#### Supplied entries
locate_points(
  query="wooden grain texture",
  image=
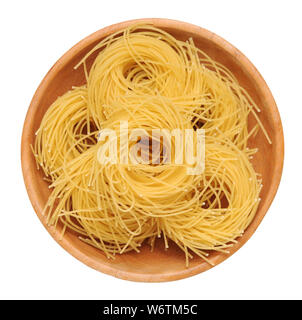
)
(159, 265)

#### Exercise task
Turn the material above into a numbered list with one line per item. Skip any blank lines and leave out the pictures.

#### Exercise answer
1. locate_points(
2.   query="wooden grain texture",
3.   image=
4. )
5. (159, 265)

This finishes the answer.